## Input records:

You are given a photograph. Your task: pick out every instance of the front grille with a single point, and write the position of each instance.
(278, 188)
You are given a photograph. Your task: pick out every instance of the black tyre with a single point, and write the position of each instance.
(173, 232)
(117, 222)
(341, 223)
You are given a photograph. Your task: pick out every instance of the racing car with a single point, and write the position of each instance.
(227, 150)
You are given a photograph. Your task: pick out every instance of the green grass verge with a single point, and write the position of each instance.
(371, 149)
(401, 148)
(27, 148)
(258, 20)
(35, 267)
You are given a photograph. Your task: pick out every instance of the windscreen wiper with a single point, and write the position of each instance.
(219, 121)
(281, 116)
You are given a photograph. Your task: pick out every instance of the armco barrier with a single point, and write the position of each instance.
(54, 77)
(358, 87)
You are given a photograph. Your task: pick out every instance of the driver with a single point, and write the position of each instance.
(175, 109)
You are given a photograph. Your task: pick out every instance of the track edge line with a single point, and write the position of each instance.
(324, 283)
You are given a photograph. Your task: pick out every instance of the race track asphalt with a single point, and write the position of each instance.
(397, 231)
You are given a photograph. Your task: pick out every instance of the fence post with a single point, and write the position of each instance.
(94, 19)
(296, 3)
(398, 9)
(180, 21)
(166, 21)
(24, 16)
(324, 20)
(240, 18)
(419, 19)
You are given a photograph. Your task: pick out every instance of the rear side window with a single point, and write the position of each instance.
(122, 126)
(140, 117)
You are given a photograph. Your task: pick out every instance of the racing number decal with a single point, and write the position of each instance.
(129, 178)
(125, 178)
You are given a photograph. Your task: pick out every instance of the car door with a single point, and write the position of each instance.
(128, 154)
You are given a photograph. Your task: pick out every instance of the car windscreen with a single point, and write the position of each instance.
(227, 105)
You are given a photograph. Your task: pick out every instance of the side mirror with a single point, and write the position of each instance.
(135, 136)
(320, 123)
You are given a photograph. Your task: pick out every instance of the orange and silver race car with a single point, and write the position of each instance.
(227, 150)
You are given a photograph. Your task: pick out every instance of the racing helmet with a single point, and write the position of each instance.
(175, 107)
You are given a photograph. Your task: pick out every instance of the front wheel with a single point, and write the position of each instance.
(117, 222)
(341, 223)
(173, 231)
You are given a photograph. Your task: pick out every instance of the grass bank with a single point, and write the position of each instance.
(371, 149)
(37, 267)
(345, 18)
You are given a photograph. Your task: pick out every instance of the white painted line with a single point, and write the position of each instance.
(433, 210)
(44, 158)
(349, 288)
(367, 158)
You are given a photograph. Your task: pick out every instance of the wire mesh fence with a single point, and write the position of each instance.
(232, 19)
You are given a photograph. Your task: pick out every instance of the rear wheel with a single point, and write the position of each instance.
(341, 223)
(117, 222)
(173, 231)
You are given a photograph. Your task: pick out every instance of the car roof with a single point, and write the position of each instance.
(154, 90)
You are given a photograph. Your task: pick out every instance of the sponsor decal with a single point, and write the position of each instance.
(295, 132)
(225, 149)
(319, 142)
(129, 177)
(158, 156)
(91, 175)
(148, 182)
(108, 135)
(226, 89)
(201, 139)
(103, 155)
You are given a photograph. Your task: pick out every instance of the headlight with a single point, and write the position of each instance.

## Task details:
A verbatim copy of all the records is to be produced.

## Response below:
You are given a photograph. Your task: pick out every instance of the front grille with a single point, and write the position of each instance.
(278, 188)
You are given a photograph. Your task: pick out every instance of the black tyre with a single point, and write the position of each instance.
(173, 232)
(117, 222)
(341, 223)
You are given a photograph. Your task: pick out every instance of the racing car with a single point, and write the position of each instance.
(227, 150)
You are given a photograph. Your task: pick out every instance of the green grass verge with a single point, and write the position of each instance.
(371, 149)
(401, 148)
(27, 148)
(258, 20)
(35, 267)
You are given a photograph. Your task: pick out every instance of the windscreen wiper with a single point, and write the position of each instance.
(219, 121)
(281, 116)
You are given a photograph. Your task: pick out every instance of the armco barrier with a single point, and write the position of each instance.
(54, 77)
(358, 87)
You are given a photograph. Your task: pick out every instance of the driver with a single point, and write the position of each instance.
(175, 109)
You are given a photograph. Your task: pick out every instance of the track edge line with a single point, and write the position of each instance.
(324, 283)
You are given a photograph. Your task: pick out every instance of the race track asphalt with a single point, and write the position of each instance.
(397, 231)
You are given a photograph. Your task: pick out every instance of the fence post with a single point, and write the position of each instance.
(94, 19)
(296, 3)
(398, 9)
(180, 21)
(166, 21)
(24, 16)
(324, 20)
(240, 18)
(419, 19)
You are given a photograph. Your task: pick out every instance of the rear side window with a single point, and write the position of each instance.
(122, 126)
(140, 117)
You are given a photograph. Your task: pick out every instance of the racing number decal with a single point, and write the position of each instance.
(129, 178)
(125, 178)
You are given a photograph. Your task: pick out every instance of the car door with a single point, and write the position of each instance.
(128, 154)
You are given a photograph. Your task: pick out every instance of the car windscreen with a single point, and write the position of each instance.
(227, 105)
You are given a photograph. Your task: pick out every instance of the side mirror with a single point, and write the position of each instance.
(135, 136)
(320, 123)
You are given a photograph. Your task: pick out every instance of the orange and silver race car with a single point, and write the position of each instance.
(227, 150)
You are given a photograph. Your task: pick out every instance of the racing helmet with a single point, and write the position of each instance.
(175, 107)
You are given a photograph. Your task: pick out every instance of the front wheel with a single point, and write the position of each instance.
(117, 222)
(341, 223)
(173, 231)
You are given a photograph. Your task: pick out every instance of the grass bank with a single point, and write the position of each instance.
(371, 149)
(37, 267)
(345, 18)
You are given a photograph. Your task: pick out every instance of the white painted line with a single point, and write the position of each instance.
(433, 210)
(44, 158)
(349, 288)
(367, 158)
You are given a photograph. Your task: pick out every instance of the wire mesh fence with a single point, and write the position of each instance.
(232, 19)
You are given a photograph. Your task: pick out every instance of the rear wheel with a single point, and write the position of each instance.
(341, 223)
(117, 222)
(173, 231)
You are given a photograph. Your task: pick out every instance of the car roof with a single point, and write the position of each instance.
(154, 90)
You are given a photograph. Your task: pick out every instance of the sponsor decal with a single point, and write the position of each instance.
(295, 132)
(225, 149)
(319, 142)
(129, 177)
(158, 156)
(91, 175)
(148, 182)
(108, 135)
(226, 89)
(201, 139)
(103, 155)
You are given a photograph. Your task: pick out every instance of the headlight with a single point, and write the position of each instance.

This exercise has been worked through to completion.